Entries shown
---

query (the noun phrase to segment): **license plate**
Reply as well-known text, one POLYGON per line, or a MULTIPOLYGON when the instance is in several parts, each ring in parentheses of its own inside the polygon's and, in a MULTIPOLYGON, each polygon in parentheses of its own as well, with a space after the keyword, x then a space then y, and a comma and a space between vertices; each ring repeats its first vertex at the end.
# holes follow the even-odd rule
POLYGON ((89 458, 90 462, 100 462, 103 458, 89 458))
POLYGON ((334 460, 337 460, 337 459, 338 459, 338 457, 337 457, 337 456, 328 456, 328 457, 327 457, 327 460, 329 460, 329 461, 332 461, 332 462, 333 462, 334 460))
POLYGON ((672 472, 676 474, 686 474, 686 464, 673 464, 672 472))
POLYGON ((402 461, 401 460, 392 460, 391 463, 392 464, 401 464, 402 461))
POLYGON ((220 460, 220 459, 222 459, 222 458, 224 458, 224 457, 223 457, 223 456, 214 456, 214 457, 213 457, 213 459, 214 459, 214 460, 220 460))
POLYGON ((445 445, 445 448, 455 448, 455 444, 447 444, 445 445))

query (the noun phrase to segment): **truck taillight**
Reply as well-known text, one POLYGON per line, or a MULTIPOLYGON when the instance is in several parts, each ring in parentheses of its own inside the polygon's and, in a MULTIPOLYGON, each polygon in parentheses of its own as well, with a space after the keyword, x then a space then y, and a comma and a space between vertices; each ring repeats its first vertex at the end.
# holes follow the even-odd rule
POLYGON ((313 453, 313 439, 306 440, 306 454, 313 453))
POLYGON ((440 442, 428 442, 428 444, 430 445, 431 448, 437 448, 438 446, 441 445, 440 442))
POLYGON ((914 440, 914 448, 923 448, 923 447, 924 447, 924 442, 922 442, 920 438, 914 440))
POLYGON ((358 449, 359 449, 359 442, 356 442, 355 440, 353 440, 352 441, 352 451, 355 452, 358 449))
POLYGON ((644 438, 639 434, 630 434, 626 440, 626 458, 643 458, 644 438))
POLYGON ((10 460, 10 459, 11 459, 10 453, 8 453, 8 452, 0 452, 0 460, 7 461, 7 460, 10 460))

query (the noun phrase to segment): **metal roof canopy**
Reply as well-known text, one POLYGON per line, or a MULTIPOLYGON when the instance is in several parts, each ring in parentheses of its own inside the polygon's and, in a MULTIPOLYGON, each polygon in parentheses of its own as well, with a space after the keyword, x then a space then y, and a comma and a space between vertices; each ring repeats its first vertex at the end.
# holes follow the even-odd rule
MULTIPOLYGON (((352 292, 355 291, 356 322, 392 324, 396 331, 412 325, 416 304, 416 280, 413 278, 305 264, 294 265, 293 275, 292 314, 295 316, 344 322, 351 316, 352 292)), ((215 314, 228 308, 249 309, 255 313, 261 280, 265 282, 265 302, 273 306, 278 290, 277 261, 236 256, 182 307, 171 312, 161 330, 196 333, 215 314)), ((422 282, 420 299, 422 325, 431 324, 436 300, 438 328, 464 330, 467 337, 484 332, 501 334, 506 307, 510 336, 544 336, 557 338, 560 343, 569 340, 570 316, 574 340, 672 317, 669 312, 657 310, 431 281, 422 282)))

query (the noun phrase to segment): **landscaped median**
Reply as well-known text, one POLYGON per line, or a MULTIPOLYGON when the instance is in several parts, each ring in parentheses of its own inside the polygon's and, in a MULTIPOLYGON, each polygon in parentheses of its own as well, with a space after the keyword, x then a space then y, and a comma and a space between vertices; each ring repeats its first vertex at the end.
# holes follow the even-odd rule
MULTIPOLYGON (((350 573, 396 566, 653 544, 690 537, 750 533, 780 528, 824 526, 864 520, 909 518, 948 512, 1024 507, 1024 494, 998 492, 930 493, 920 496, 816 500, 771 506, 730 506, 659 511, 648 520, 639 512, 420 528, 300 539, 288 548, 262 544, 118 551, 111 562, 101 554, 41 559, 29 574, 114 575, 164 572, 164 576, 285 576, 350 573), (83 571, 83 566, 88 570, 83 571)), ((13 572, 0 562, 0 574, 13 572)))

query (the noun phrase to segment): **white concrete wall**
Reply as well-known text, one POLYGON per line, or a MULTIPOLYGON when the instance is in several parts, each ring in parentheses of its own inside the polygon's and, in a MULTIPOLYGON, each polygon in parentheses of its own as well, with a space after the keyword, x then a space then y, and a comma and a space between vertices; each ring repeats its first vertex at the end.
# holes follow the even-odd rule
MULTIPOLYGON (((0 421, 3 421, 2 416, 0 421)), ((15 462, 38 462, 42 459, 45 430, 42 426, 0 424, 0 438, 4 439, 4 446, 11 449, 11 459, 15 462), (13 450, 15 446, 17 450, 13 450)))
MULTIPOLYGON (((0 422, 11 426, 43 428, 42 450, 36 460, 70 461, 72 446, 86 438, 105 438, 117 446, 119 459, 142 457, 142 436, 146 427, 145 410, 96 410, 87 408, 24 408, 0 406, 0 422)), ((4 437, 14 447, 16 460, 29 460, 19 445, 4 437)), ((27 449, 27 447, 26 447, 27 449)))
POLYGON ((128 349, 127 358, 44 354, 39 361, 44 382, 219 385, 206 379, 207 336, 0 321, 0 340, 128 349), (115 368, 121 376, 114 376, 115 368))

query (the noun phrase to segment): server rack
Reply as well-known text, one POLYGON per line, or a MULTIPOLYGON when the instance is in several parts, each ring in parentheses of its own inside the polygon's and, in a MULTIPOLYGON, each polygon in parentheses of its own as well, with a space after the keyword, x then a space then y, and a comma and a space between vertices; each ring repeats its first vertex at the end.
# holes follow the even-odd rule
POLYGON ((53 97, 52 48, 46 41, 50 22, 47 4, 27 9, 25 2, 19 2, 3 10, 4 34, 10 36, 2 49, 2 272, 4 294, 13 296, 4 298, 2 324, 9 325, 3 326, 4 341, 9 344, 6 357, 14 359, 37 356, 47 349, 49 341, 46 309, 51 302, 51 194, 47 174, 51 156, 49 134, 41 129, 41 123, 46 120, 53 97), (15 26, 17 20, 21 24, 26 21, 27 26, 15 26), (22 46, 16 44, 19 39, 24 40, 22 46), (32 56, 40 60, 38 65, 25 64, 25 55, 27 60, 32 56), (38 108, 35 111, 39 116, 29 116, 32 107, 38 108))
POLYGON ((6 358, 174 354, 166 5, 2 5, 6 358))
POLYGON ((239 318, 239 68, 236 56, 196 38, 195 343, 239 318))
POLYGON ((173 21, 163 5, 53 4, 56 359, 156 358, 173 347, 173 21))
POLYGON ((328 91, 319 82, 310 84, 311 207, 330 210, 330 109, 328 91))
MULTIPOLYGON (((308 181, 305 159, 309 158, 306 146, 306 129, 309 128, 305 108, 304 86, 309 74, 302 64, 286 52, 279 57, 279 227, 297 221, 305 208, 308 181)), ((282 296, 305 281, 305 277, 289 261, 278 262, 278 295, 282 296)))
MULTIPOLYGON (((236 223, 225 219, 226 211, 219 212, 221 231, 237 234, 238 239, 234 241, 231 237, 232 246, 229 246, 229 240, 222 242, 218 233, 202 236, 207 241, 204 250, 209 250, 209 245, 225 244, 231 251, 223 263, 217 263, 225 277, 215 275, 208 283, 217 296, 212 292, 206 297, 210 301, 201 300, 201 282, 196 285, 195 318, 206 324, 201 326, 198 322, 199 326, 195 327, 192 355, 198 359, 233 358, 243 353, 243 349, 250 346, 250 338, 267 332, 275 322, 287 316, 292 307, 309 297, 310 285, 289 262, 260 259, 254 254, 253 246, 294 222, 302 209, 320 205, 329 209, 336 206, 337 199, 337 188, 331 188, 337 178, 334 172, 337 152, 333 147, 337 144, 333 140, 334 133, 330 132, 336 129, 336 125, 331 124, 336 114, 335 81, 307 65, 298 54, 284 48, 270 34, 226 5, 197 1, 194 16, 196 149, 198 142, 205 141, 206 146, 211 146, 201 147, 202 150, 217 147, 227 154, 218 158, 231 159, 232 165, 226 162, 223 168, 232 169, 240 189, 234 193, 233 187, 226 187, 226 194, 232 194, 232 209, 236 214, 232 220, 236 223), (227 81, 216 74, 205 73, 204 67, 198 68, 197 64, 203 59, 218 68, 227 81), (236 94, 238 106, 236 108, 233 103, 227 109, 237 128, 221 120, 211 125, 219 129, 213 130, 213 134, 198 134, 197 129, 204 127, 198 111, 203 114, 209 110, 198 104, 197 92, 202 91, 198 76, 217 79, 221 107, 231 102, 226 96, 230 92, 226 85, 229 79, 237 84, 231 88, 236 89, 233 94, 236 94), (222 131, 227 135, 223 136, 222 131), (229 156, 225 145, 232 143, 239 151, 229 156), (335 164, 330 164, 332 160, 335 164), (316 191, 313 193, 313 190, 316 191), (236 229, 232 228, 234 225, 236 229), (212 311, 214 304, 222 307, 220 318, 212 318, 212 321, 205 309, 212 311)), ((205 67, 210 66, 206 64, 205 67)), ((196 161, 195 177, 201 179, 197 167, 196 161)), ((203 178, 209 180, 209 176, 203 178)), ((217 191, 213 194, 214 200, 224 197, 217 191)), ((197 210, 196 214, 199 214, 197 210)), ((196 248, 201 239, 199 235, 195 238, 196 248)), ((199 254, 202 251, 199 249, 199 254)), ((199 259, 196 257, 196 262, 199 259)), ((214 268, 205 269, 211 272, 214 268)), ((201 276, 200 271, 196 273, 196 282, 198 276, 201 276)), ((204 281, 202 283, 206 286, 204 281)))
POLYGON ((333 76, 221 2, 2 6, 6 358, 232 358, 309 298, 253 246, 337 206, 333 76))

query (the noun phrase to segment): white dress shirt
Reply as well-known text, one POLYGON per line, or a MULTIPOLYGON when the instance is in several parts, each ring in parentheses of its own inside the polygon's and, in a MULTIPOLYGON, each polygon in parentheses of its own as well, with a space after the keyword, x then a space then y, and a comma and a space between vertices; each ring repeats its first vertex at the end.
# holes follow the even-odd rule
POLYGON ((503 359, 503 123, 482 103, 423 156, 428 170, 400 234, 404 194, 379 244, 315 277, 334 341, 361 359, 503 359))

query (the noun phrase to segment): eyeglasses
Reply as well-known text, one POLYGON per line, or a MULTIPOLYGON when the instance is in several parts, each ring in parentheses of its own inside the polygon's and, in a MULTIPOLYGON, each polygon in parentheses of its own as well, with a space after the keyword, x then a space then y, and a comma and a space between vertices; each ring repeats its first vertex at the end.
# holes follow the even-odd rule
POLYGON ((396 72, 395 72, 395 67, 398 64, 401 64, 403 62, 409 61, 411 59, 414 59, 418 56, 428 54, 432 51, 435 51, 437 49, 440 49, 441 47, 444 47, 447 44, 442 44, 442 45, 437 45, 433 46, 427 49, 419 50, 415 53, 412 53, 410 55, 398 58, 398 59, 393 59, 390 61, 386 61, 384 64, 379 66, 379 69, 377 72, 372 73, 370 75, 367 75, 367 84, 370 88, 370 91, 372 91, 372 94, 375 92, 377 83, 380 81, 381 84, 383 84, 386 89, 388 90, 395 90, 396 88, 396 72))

---

Exercise details
Gather from the entries above all lines that include the string "segment".

Answer section
query (the noun phrase to segment): **license plate**
query (the noun phrase to segment): **truck taillight**
query (the noun phrase to segment): **metal roof canopy**
query (the noun phrase to segment): **landscaped median**
query (the noun phrase to segment): **white concrete wall**
query (the noun phrase to segment): server rack
query (the noun phrase to segment): white dress shirt
query (the noun phrase to segment): eyeglasses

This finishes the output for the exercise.